● **TEXTE À LIRE**:
================

PREMIÈRE PARTIE
La Seconde Guerre
mondiale
au prisme d’un paradigme
du passé
Chapitre 1
L’oubli collectif
et la saisie littéraire du passé
L’oubli est le parent pauvre des travaux consacrés à la saisie littéraire du passé. Parmi le florilège d’ouvrages contemporains qui se penchent sur la représentation littéraire de la mémoire collective ou de l’histoire, les analyses privilégient à l’ordinaire l’un ou l’autre aspect formel de ce qu’elles désignent comme la vocation mémorielle du roman. Cet oubli de l’oubli dans les études littéraires est d’autant plus surprenant que, dans le prolongement du tournant «mémoriel» évoqué par les historiens de la mémoire, la question de la saisie littéraire du passé a pris une expansion considérable depuis quarante ans. Une telle présence du passé fluctue au gré des figures de victimes dont la voix parle au nom de l’une et l’autre des communautés qui ont fait les frais de l’histoire collective. Les analyses de «fictions de mémoires» se déclinent selon les genres sexuels et les spécificités d’itinéraires marginaux. Elles montrent comment des œuvres à vocation mémorielle sont affectées par les massacres de masse et les violences du xxe siècle et engagent une réflexion sur la Shoah ou sur les particularités historiques des passés coloniaux et néocoloniaux. Parallèlement, d’autres chercheurs se sont intéressés à la façon dont ces mémoires fictionnelles varient en fonction des formes et des genres littéraires, de topiques mémorielles et de formes narratives particulières comme le récit de filiation, lequel revêt une importance singulière dans les romans et les récits contemporains.

================

● **DONNÉES ENREGISTRÉES**:
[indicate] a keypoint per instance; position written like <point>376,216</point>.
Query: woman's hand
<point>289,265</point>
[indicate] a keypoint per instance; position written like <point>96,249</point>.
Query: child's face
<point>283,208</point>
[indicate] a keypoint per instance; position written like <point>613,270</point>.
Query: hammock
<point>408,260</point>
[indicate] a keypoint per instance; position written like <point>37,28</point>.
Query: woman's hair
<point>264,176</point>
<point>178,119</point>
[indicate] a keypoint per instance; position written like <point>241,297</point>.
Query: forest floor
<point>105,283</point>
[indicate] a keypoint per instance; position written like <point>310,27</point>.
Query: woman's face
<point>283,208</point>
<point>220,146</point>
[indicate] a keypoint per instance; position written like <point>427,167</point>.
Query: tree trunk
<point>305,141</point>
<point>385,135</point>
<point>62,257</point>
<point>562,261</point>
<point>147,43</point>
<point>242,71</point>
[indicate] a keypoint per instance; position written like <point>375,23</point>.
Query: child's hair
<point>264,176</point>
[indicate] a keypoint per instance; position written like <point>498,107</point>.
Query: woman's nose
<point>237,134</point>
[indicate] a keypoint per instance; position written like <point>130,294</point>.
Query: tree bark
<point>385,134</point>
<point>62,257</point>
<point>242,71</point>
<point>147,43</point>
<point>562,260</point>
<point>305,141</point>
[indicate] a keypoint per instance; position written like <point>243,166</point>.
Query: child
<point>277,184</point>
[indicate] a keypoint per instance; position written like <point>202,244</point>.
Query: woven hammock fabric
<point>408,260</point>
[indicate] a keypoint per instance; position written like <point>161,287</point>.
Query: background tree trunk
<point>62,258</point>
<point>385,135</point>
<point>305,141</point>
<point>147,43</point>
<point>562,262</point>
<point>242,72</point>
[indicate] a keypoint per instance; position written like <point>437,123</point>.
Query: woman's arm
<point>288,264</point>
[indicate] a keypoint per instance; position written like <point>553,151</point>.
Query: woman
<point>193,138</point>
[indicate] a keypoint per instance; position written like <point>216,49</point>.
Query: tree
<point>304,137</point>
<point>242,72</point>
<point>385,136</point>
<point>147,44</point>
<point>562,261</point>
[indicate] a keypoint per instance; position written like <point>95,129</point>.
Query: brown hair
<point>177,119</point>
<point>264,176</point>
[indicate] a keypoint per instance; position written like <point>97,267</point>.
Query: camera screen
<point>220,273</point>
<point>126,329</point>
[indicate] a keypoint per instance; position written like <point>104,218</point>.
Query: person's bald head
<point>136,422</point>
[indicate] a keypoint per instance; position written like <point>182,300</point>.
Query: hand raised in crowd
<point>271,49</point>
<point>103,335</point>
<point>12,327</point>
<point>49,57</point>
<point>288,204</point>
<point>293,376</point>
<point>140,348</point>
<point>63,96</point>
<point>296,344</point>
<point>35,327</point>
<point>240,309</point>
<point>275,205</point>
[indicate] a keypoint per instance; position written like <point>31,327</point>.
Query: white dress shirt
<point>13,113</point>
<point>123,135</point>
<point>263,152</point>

================

● **TRAVAIL DEMANDÉ**:
1. D'après le passage sur l'oubli, depuis combien de temps la question de la saisie littéraire du passé connaît-elle une expansion considérable ?
2. Pour chaque énoncé, indiquez s'il concorde avec le passage sur l'oubli (oui ou non). Justifiez chaque réponse par les mots décisifs du passage, cités à l'identique.
(a) Les analyses privilégient d'ordinaire un aspect formel de la vocation mémorielle du roman.
(b) L'oubli occupe une place centrale dans les travaux sur la saisie littéraire du passé.
(c) Le récit de filiation a une importance singulière dans les romans et récits contemporains.

● **RÉPONSES DANS L'ORDRE**:
1. Depuis quarante ans.

2.
(a) Oui : « les analyses privilégient à l’ordinaire l’un ou l’autre aspect formel de ce qu’elles désignent comme la vocation mémorielle du roman ».
(b) Non : « L’oubli est le parent pauvre des travaux consacrés à la saisie littéraire du passé ».
(c) Oui : « le récit de filiation, lequel revêt une importance singulière dans les romans et les récits contemporains ».